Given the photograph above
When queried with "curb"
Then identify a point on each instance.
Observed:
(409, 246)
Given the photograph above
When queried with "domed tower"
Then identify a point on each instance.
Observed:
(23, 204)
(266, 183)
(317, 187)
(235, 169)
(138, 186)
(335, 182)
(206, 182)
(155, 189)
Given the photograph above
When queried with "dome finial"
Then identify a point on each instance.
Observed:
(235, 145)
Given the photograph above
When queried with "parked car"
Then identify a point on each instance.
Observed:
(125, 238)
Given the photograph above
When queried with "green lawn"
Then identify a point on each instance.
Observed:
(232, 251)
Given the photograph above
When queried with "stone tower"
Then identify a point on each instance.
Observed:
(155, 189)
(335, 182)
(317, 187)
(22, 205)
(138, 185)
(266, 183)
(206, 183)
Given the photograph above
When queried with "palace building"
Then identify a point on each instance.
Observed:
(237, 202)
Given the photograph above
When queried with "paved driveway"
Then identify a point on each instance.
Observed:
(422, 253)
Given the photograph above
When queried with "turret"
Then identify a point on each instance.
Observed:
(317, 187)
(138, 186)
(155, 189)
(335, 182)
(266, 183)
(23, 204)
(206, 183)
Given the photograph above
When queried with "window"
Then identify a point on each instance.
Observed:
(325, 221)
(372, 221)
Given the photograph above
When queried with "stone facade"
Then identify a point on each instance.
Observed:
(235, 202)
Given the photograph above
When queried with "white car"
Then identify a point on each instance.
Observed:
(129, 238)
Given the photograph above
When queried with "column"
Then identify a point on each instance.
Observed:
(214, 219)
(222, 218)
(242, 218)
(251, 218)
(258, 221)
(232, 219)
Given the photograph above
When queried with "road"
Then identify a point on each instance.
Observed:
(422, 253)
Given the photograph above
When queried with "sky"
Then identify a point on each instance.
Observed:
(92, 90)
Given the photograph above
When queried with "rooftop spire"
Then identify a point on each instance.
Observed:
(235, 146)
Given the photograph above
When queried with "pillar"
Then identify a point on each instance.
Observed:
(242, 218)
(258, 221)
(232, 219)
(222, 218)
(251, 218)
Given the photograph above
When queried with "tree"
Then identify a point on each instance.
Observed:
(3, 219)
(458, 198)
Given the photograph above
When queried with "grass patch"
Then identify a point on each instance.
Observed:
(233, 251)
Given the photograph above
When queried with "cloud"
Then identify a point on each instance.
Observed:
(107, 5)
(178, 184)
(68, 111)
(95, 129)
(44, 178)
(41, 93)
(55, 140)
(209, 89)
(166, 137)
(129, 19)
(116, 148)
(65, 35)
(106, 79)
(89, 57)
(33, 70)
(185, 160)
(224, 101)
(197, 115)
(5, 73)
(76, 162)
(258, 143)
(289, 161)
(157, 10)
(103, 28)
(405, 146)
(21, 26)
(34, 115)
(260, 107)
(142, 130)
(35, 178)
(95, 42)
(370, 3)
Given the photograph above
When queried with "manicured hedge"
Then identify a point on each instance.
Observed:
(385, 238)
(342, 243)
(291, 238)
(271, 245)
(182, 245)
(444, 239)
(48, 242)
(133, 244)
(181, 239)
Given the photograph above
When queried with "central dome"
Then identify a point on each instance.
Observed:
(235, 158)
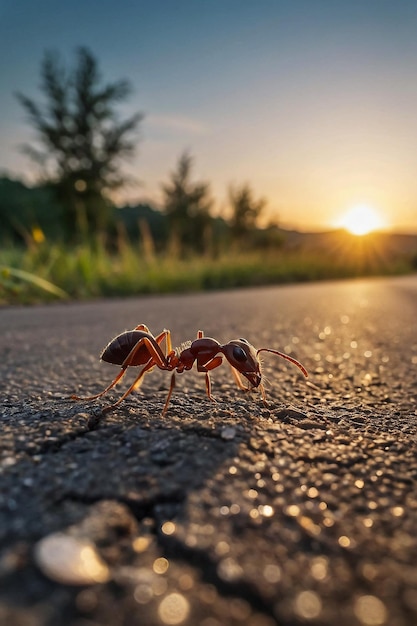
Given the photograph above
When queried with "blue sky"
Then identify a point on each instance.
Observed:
(312, 102)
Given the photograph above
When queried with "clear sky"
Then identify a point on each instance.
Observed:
(312, 102)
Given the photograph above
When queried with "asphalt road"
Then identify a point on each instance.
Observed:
(218, 514)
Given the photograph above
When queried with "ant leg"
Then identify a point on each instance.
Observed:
(98, 395)
(238, 379)
(158, 339)
(171, 389)
(135, 385)
(207, 367)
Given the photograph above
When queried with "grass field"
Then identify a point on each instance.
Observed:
(42, 272)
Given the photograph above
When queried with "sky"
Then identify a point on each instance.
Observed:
(313, 103)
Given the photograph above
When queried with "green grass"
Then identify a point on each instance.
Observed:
(48, 271)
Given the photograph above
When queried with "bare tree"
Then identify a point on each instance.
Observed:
(187, 206)
(81, 140)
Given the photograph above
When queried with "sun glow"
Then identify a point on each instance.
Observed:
(361, 220)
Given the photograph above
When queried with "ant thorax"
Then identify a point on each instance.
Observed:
(183, 346)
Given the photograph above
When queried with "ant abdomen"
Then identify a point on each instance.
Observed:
(120, 347)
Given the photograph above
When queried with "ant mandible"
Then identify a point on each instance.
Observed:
(139, 347)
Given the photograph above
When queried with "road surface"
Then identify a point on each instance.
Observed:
(218, 514)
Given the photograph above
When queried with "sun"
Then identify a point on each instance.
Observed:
(361, 220)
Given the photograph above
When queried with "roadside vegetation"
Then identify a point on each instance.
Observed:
(65, 238)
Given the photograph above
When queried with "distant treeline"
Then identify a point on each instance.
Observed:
(81, 144)
(32, 214)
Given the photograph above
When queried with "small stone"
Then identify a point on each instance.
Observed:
(228, 433)
(70, 561)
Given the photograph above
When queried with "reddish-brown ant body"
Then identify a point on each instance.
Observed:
(139, 347)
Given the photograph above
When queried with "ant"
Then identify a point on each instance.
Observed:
(139, 347)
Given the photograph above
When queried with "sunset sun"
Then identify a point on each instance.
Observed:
(361, 220)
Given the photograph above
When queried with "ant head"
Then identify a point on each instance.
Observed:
(242, 356)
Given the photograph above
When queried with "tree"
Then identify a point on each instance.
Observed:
(245, 212)
(187, 206)
(82, 140)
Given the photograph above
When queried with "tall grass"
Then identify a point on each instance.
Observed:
(89, 270)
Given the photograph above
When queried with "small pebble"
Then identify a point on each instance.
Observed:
(70, 561)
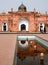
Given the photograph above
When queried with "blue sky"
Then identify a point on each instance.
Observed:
(40, 5)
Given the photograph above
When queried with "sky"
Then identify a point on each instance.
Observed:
(39, 5)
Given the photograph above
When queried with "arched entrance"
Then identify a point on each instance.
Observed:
(23, 27)
(23, 24)
(4, 26)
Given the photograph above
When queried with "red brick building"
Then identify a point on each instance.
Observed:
(23, 20)
(23, 29)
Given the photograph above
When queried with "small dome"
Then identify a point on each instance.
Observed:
(22, 7)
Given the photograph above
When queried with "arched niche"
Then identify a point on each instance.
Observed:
(23, 24)
(4, 26)
(42, 27)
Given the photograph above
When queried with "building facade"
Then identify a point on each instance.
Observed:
(22, 34)
(22, 20)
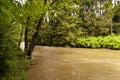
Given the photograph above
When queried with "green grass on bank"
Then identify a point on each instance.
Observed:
(110, 42)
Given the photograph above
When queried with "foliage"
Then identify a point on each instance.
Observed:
(110, 42)
(10, 64)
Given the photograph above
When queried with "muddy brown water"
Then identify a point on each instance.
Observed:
(50, 63)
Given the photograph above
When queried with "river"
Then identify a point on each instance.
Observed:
(50, 63)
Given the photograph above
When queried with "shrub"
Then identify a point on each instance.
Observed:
(110, 42)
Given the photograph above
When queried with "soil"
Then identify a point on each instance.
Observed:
(51, 63)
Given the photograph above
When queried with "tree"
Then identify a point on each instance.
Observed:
(9, 51)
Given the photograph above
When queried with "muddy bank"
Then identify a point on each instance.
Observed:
(51, 63)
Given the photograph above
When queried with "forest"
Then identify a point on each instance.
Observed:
(59, 23)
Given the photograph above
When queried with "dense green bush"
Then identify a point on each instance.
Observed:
(110, 42)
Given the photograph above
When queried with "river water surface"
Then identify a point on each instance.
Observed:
(50, 63)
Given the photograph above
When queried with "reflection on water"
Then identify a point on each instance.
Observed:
(74, 64)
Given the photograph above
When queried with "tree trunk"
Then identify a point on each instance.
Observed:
(35, 37)
(26, 35)
(21, 35)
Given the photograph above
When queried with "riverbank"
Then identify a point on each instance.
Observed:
(50, 63)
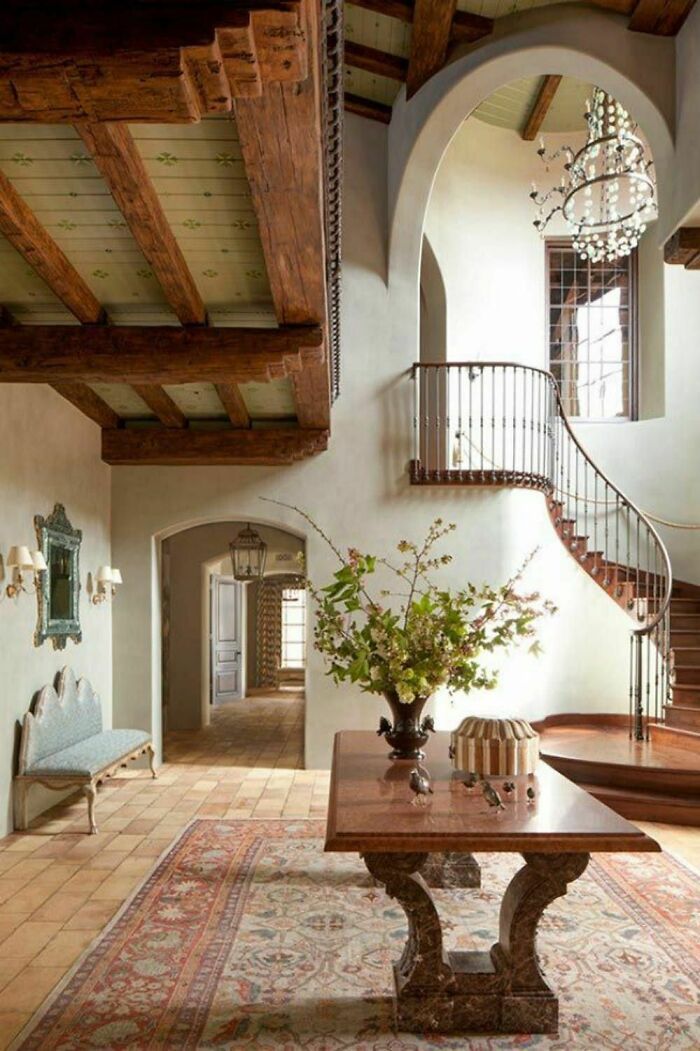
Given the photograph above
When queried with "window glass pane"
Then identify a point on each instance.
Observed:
(293, 627)
(590, 333)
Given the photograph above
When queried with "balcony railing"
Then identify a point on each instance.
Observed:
(501, 424)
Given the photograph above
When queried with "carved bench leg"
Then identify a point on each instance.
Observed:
(451, 870)
(530, 1006)
(21, 789)
(90, 792)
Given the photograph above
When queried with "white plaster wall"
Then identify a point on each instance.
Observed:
(358, 491)
(686, 182)
(188, 551)
(50, 454)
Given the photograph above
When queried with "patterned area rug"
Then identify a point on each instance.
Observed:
(247, 935)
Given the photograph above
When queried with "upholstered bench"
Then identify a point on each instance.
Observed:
(64, 746)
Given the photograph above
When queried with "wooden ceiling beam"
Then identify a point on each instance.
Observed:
(430, 39)
(73, 62)
(25, 233)
(232, 400)
(379, 63)
(662, 18)
(466, 26)
(118, 160)
(269, 446)
(282, 142)
(90, 405)
(155, 354)
(161, 405)
(541, 106)
(367, 107)
(683, 248)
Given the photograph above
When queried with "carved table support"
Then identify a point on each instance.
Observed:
(501, 991)
(450, 869)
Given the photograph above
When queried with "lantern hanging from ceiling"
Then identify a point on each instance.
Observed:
(248, 554)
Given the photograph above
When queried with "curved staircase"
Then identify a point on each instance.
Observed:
(503, 425)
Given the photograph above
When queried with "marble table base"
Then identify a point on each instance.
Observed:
(450, 870)
(499, 991)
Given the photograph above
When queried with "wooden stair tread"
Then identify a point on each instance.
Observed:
(613, 791)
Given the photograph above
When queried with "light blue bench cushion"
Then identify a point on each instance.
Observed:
(87, 758)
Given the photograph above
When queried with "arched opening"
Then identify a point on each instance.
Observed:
(232, 654)
(509, 291)
(591, 49)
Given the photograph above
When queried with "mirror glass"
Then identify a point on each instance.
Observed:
(58, 589)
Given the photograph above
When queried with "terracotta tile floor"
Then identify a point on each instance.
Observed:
(59, 887)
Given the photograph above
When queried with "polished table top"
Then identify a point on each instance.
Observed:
(371, 808)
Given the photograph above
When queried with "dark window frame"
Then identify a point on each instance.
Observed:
(557, 244)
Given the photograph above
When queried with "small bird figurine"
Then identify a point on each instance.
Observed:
(492, 797)
(385, 726)
(419, 785)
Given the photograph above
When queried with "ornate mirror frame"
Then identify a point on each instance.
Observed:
(57, 532)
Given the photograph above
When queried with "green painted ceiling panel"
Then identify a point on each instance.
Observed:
(205, 196)
(123, 399)
(269, 400)
(198, 400)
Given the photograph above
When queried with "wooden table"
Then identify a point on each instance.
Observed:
(371, 810)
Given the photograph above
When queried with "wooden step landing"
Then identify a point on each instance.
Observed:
(657, 780)
(661, 734)
(637, 805)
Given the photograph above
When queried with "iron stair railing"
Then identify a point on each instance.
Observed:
(503, 424)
# # # # #
How many lines in the entries above contain the string "tower", counting only matches with the same capitalization? Reply with the number alone.

Final answer :: 2